Vorgegebener Text
•••••

Wenn Mike Scott auf mich hören würde, ich würde ihm raten, seine Alben nicht unter dem Namen „The Waterboys“ herauszubringen, sondern als „The Mike Scott Band“ oder als „Mike Scott & Friends“ oder einfach nur als „Mike Scott“, „Mike Scott Fest“, „Ladies Love Mike Scott“ oder „Mike Scott & The Scots“ Aber Mike Scott hört nicht nur nicht auf mich, Mike Scott kennt mich nicht einmal.
Also bleibt es bei „The Waterboys“. Seit „Fisherman‘s Blues“, dem unglaublichen Once-in-a-Lifetime-Weltkulturerbejahrtausendmeisterwerk aus dem Jahr 1988, ist nicht mehr Mike Scott vorne auf dem Cover drauf, aber seit einigen Jahren ist, wenn vorne „Waterboys“ draufsteht, drinnen größtenteils Mike Scott drin. Was nicht schlecht ist, sondern durchaus gut. Sehr gut sogar.
So – jetzt zurücklehnen und die Musik von „All Souls Hill“ genießen, immerhin habe ich schon bestimmt mehrere Male „Mike Scott“ geschrieben (habe ich?), ohne auch nur ein einziges Mal die Musik auf dem aktuellen „The Waterboys“-Album, also dem Album der schottischen Band, die von Mike Scott geleitet wird und deren Sänger Mike Scott ist, auch nur ansatzweise erwähnt zu haben.
Und Mike Scott gibt uns auch auf dem neuen Album wieder mannigfaltige Gründe, Mike Scott zu feiern. Weil er nämlich alles richtig macht, angefangen bei einem für einen Schotten wahrhaft würdigen Nachnamen, er ist aber auch ein wirklich guter Sänger und ein begnadeter Songwriter und niemand sonst kann eine Drum Machine so konsequent einsetzen und gleichzeitig nie auch nur den winzigen Hauch eines Zweifels hinterlassen, dass es sich hier um 100% handgemachte Musik, also quasi Folk, ja – zugegebenermaßen Mike-Scott-Folk der Marke Mike Scott – handelt.

•••••

[Datensätze aus einer Sammlung]

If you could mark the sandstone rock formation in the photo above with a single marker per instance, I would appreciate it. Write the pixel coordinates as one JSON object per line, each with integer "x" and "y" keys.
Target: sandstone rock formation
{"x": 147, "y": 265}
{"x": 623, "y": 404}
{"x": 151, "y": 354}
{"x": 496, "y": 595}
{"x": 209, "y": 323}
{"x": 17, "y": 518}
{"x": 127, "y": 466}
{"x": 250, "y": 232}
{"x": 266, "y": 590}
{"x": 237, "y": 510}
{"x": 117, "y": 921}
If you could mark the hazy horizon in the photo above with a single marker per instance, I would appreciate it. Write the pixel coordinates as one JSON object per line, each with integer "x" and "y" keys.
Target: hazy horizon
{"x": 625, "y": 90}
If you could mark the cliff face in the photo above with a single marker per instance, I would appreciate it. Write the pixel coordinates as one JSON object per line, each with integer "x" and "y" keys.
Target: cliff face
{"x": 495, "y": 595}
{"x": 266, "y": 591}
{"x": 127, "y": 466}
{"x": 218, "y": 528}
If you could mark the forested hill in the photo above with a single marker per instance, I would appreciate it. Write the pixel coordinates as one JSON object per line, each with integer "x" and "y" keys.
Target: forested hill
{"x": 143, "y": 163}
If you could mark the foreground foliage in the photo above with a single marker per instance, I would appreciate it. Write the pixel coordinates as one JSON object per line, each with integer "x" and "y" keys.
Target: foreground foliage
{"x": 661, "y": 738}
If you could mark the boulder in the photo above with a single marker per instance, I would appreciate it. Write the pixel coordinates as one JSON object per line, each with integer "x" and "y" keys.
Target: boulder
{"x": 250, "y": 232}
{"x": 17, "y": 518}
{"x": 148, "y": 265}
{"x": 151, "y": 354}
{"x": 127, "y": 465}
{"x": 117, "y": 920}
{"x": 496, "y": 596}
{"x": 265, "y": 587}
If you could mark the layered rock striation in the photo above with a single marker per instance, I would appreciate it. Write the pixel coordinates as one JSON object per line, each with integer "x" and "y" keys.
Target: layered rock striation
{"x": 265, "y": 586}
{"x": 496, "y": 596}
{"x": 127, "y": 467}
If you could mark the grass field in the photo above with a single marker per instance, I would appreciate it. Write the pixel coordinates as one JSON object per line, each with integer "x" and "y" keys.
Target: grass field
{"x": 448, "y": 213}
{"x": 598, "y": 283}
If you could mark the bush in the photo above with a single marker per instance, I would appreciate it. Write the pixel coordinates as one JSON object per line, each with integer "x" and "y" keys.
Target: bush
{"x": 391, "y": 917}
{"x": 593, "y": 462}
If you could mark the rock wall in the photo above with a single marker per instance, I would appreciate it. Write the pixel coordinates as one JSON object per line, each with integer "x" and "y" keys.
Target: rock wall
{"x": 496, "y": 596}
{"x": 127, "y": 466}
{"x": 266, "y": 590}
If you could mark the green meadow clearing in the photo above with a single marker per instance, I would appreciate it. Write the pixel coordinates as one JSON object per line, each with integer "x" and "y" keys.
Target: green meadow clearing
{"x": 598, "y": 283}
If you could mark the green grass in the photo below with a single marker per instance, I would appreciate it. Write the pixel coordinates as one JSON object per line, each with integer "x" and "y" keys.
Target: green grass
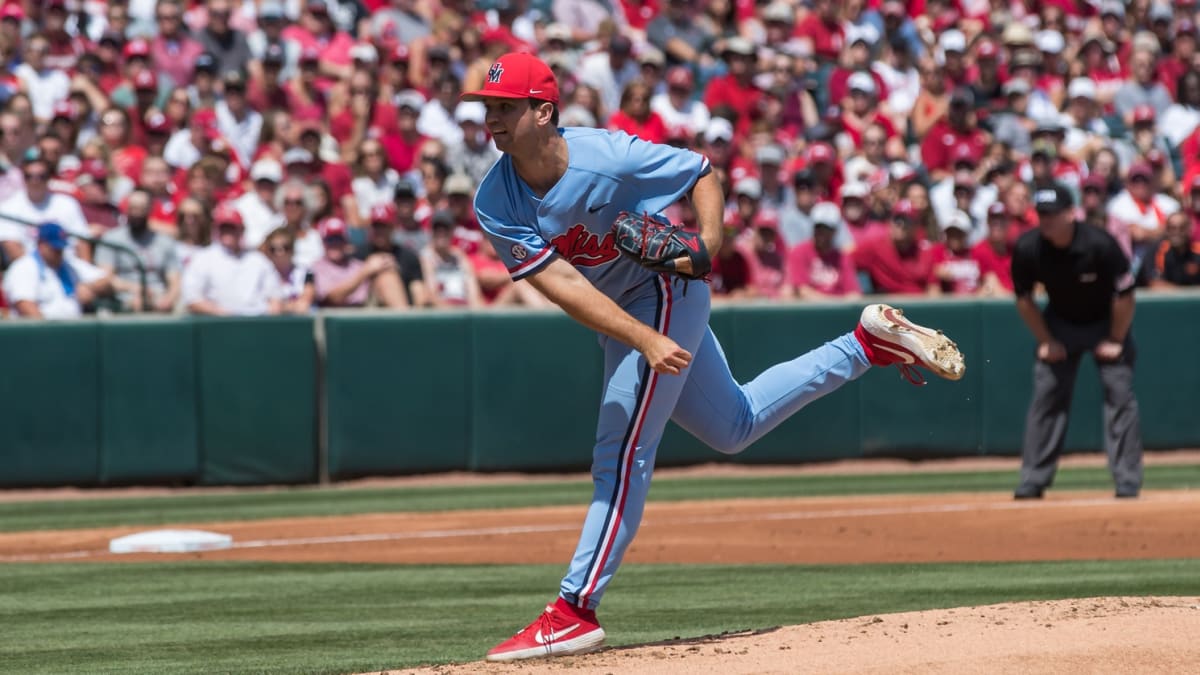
{"x": 263, "y": 617}
{"x": 17, "y": 517}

•••••

Aufgaben
1. Stimmen diese Aussagen mit dem Text über die Waterboys überein? (a) „Fisherman's Blues“ ist 1988 erschienen. (b) Mike Scott kennt die Person, die den Text geschrieben hat. (c) Die Waterboys sind eine irische Band. Antworte jeweils mit Ja oder Nein und zitiere die entscheidenden Worte aus dem Text.
2. Zieh aus dem Text über die Waterboys den Abschnitt Wort für Wort heraus, der mit den Worten beginnt, in denen „Wenn Mike Scott“ steht, und mit „Sehr gut sogar.“ aufhört.
Die Liste wird hier nicht gebraucht.

Lösungen
1.
(a) Ja: „aus dem Jahr 1988“
(b) Nein: „Mike Scott kennt mich nicht einmal“
(c) Nein: „der schottischen Band“

2.
Wenn Mike Scott auf mich hören würde, ich würde ihm raten, seine Alben nicht unter dem Namen „The Waterboys“ herauszubringen, sondern als „The Mike Scott Band“ oder als „Mike Scott & Friends“ oder einfach nur als „Mike Scott“, „Mike Scott Fest“, „Ladies Love Mike Scott“ oder „Mike Scott & The Scots“ Aber Mike Scott hört nicht nur nicht auf mich, Mike Scott kennt mich nicht einmal.
Also bleibt es bei „The Waterboys“. Seit „Fisherman‘s Blues“, dem unglaublichen Once-in-a-Lifetime-Weltkulturerbejahrtausendmeisterwerk aus dem Jahr 1988, ist nicht mehr Mike Scott vorne auf dem Cover drauf, aber seit einigen Jahren ist, wenn vorne „Waterboys“ draufsteht, drinnen größtenteils Mike Scott drin. Was nicht schlecht ist, sondern durchaus gut. Sehr gut sogar.